**WORK TO COMPLETE:** Locate each line in the listing below that contains the word "stainless", and copy those lines out in full.

------------------------------------------------

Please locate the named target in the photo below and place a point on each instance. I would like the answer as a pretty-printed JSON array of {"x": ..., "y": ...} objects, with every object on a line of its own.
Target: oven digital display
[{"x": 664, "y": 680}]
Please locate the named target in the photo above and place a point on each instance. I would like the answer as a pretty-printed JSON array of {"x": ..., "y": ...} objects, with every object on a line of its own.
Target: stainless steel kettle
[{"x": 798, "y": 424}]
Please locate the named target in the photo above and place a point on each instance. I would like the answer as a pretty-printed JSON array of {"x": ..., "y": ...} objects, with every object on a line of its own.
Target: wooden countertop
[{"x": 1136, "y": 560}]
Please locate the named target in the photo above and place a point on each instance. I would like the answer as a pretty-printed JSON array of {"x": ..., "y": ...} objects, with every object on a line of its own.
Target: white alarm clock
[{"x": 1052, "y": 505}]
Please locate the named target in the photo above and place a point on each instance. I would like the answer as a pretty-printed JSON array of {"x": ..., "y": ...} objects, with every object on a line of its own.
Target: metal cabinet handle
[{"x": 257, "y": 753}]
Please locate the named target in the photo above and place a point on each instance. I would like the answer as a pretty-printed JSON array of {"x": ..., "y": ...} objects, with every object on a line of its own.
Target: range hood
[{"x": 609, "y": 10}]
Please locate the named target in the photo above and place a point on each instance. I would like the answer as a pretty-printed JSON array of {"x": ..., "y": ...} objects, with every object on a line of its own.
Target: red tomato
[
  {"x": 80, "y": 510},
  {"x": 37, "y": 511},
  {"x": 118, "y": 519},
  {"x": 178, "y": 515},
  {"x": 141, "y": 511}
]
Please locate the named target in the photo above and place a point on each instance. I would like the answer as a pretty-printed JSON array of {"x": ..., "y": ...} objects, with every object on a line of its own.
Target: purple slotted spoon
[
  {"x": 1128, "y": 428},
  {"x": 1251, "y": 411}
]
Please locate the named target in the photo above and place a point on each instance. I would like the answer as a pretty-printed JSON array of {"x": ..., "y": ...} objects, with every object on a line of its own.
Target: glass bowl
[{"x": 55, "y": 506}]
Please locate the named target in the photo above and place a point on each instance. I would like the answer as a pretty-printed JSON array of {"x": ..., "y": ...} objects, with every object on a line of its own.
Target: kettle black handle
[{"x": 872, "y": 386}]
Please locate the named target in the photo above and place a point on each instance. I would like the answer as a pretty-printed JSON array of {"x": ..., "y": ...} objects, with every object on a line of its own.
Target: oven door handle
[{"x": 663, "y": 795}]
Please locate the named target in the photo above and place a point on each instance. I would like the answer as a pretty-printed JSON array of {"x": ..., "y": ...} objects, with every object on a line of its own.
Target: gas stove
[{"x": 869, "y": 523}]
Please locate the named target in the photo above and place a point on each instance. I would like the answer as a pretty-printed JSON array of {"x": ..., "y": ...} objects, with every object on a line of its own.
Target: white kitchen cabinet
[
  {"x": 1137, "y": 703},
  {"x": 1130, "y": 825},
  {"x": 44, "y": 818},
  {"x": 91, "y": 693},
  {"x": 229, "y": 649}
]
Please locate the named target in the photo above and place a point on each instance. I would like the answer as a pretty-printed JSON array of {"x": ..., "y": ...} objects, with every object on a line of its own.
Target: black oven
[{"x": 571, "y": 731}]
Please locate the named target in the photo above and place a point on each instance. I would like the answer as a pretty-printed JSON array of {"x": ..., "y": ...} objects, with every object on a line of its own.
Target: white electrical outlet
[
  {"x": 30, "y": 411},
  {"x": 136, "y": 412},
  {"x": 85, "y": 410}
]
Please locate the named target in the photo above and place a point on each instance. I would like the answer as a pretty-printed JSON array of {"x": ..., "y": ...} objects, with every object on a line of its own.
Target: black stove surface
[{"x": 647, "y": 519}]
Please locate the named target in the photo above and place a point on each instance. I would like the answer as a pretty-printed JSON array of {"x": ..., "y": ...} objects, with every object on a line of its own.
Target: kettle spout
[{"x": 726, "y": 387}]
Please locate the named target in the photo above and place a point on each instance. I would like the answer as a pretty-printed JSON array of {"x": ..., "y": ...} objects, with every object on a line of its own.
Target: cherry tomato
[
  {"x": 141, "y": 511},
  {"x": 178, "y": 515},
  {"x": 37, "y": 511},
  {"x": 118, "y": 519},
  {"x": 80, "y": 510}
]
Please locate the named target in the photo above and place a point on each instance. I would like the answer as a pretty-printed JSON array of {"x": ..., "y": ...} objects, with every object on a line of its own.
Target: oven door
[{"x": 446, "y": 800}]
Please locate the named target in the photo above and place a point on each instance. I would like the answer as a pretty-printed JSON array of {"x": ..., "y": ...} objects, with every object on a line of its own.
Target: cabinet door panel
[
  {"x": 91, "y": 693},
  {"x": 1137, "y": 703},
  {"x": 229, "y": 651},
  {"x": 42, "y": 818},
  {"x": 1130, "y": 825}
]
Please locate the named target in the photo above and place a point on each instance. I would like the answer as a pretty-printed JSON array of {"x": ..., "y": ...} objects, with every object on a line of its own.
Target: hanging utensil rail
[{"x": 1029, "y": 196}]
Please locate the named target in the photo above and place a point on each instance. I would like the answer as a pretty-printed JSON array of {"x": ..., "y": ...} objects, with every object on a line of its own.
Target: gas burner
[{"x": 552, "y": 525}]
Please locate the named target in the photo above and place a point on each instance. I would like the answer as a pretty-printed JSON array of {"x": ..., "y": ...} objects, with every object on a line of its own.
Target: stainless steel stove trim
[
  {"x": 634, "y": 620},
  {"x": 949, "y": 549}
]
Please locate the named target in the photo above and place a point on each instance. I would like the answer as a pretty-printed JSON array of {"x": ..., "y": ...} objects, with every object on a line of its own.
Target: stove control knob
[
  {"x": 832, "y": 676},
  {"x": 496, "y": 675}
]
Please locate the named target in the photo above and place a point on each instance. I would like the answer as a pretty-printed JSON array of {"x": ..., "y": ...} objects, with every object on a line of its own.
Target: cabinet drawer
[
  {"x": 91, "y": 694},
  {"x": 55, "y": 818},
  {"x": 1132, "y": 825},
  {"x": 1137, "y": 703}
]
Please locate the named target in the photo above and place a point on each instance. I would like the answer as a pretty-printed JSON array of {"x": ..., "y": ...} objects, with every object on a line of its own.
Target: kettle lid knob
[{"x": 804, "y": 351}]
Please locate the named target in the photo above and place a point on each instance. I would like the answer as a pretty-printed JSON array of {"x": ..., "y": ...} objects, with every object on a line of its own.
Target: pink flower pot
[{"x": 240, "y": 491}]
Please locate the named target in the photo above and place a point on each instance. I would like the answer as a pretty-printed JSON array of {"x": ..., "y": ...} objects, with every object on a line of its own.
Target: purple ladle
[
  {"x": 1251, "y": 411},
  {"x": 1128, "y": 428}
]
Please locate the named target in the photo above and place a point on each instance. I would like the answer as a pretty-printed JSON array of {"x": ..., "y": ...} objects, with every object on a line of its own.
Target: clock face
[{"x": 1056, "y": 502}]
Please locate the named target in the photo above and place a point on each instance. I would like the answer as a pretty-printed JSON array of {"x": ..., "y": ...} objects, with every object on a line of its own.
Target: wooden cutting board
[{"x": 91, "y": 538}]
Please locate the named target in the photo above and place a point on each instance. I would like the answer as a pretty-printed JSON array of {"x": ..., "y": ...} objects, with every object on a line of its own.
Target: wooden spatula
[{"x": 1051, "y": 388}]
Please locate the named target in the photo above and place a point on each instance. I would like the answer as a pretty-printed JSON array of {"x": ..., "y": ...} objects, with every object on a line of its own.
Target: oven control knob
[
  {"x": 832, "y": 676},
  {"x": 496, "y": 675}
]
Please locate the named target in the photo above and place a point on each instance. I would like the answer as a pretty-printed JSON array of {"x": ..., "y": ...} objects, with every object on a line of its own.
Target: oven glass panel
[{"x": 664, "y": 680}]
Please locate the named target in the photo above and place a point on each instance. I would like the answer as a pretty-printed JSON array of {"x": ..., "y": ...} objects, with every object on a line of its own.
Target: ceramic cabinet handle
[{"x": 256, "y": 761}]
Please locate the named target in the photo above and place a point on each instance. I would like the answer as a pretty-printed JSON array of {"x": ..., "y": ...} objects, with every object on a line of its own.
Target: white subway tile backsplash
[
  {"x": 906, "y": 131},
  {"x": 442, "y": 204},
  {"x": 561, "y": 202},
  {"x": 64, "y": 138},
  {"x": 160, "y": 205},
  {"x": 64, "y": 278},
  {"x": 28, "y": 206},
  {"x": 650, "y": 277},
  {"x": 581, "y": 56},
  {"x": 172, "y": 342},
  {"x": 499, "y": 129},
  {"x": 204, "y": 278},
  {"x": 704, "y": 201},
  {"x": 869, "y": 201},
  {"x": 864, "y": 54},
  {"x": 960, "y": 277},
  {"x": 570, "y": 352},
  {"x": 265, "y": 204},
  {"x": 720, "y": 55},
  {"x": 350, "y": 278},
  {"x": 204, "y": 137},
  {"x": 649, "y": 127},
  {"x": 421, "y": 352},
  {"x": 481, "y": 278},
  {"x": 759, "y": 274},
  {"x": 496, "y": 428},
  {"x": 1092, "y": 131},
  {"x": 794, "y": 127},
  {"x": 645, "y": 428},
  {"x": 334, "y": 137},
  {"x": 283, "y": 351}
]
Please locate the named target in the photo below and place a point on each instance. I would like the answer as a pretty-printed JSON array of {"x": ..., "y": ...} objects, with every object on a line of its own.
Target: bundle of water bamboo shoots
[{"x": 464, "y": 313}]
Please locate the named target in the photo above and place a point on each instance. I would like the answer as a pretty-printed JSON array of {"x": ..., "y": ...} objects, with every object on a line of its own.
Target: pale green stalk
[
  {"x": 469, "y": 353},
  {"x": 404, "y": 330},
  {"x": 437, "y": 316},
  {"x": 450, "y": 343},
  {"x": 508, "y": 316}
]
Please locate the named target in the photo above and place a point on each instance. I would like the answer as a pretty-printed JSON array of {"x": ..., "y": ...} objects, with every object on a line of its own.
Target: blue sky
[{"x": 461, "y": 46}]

------------------------------------------------

**WRITTEN ANSWER:**
Target: stainless steel kettle
Target: stainless steel stove trim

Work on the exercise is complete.